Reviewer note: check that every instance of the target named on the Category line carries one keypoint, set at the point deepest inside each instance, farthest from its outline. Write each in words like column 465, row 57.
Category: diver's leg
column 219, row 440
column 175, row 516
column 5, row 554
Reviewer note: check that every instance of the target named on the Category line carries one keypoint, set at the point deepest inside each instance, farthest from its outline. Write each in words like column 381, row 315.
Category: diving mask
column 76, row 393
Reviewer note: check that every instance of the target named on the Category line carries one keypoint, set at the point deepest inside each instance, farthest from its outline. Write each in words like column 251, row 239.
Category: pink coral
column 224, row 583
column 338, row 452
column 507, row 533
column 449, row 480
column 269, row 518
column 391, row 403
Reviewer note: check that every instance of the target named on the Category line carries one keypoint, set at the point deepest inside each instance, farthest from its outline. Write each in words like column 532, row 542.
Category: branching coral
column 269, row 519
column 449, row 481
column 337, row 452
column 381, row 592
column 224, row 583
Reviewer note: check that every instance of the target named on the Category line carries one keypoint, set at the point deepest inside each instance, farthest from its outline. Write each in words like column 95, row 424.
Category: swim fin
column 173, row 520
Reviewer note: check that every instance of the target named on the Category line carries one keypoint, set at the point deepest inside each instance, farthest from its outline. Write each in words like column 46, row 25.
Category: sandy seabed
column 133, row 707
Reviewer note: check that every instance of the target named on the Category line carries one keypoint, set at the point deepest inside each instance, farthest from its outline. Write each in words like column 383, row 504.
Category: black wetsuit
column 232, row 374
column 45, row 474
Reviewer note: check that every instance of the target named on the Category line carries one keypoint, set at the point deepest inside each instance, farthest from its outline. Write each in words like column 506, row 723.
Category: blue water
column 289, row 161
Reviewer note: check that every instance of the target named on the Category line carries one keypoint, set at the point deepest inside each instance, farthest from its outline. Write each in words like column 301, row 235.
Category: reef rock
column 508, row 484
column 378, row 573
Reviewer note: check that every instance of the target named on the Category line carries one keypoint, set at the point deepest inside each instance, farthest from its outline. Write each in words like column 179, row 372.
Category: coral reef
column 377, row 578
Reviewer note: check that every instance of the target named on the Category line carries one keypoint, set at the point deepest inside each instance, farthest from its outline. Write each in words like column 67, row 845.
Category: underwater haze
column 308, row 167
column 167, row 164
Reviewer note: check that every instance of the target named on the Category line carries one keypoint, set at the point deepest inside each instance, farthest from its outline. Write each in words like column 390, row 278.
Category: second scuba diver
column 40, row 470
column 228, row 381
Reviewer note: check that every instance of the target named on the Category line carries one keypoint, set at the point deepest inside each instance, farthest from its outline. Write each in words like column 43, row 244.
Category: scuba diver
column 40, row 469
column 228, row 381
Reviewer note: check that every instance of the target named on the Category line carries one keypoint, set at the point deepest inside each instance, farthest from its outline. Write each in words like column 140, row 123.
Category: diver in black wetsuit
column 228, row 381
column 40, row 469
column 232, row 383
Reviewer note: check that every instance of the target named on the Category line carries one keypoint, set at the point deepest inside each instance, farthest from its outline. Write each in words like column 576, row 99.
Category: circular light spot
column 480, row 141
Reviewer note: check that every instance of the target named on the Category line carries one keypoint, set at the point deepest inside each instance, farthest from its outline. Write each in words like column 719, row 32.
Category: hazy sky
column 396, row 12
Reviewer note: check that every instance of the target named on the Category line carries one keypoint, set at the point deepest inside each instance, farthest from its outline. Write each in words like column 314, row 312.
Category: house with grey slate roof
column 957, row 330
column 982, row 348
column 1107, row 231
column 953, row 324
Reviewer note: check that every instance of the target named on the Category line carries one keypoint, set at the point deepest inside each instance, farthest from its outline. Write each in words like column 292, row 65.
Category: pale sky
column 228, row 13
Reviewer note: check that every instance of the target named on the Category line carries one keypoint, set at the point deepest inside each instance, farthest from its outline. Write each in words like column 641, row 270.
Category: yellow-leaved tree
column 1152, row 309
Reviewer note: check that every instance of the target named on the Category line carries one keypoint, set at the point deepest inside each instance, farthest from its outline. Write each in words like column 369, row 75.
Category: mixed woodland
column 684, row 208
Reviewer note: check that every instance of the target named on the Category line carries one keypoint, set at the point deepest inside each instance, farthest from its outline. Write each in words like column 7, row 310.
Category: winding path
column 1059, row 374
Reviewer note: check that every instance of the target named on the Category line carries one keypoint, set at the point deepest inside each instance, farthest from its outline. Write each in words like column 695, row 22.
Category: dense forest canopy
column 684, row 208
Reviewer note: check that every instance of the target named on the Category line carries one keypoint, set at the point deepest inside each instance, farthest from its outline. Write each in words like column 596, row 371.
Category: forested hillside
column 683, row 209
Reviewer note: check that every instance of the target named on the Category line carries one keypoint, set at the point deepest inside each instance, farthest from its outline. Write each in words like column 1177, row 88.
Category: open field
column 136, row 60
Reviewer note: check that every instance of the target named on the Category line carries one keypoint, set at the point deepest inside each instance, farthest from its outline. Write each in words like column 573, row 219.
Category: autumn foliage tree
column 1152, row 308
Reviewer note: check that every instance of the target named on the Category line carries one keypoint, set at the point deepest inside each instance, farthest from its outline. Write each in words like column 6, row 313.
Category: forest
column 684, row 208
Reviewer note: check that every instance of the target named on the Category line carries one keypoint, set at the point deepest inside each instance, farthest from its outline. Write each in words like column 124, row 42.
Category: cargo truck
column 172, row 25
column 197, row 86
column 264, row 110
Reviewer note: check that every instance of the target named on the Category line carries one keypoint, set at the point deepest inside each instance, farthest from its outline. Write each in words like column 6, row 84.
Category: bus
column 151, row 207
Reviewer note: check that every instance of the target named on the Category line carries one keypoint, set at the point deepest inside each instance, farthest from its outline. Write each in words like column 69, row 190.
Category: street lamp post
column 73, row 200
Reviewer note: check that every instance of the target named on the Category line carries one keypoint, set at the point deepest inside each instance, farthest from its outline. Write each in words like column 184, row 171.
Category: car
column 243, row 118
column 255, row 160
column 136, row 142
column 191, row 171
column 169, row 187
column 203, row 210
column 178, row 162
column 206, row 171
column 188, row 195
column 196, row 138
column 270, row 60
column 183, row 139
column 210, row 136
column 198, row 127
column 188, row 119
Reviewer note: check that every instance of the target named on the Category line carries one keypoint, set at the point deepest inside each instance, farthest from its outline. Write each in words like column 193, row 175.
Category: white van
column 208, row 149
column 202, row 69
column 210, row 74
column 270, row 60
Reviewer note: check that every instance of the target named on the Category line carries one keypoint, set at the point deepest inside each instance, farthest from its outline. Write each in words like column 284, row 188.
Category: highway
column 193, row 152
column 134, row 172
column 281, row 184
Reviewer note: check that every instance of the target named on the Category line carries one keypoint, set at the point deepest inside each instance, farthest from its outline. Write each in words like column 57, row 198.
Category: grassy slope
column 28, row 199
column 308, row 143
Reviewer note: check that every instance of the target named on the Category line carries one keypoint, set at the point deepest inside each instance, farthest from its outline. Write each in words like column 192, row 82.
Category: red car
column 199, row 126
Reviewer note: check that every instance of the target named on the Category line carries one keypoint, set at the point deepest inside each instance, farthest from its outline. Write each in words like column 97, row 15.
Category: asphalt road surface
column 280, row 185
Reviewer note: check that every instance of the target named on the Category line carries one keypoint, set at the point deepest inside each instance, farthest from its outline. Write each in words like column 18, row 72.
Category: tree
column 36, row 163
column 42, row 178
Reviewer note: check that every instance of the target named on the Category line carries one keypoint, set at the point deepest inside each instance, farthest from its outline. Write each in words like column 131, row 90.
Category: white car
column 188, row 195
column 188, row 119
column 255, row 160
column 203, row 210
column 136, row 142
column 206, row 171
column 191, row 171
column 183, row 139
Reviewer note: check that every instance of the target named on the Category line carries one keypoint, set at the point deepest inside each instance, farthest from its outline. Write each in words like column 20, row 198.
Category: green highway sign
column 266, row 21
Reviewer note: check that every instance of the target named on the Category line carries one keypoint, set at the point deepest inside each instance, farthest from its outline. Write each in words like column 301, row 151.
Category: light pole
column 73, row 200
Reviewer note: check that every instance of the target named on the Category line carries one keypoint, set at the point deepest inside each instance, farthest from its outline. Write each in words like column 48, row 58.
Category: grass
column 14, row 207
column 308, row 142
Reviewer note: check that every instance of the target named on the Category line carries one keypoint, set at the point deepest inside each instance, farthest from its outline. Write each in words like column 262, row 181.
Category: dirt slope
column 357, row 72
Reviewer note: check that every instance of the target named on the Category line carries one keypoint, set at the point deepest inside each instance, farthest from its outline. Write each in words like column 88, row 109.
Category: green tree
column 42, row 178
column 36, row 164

## TASK OBJECTIVE
Beginning with the line holding "Category: open field" and ending with the line holding "184, row 171.", write out the stretch of material above exactly; add no further lines.

## SOLUTION FOR THIS EXERCISE
Category: open field
column 136, row 60
Reviewer note: check that every instance of the target named on the Category line carries one keypoint, set at the point deepest inside each instance, farthest from its outline. Write each in words like column 573, row 219.
Category: autumn foliage tree
column 1152, row 308
Reviewer note: check that every instance of the target named on the Category line carries one keypoint, set at the point deepest inside each instance, farthest from its outline. Write each in words like column 6, row 313.
Category: forest
column 684, row 208
Reviewer note: check that every instance of the target named on the Category line carries one keypoint, set at the point deepest inside each instance, farthest from its outline. Write each in words like column 124, row 42.
Category: cargo truck
column 172, row 25
column 197, row 86
column 264, row 110
Reviewer note: check that every instance of the target named on the Category line carries one keypoint, set at the point deepest inside each instance, farthest from its outline. Write each in words like column 6, row 84.
Category: bus
column 151, row 207
Reviewer note: check that every instance of the target named on the Category line carries one keypoint, set at the point deepest inside each instance, farthest from its outline. Write each in words like column 69, row 190.
Category: street lamp post
column 73, row 200
Reviewer note: check that every instance of the target named on the Category line carries one keypoint, set at the point deepest inside each instance, farthest from its outline. Write each in words like column 184, row 171.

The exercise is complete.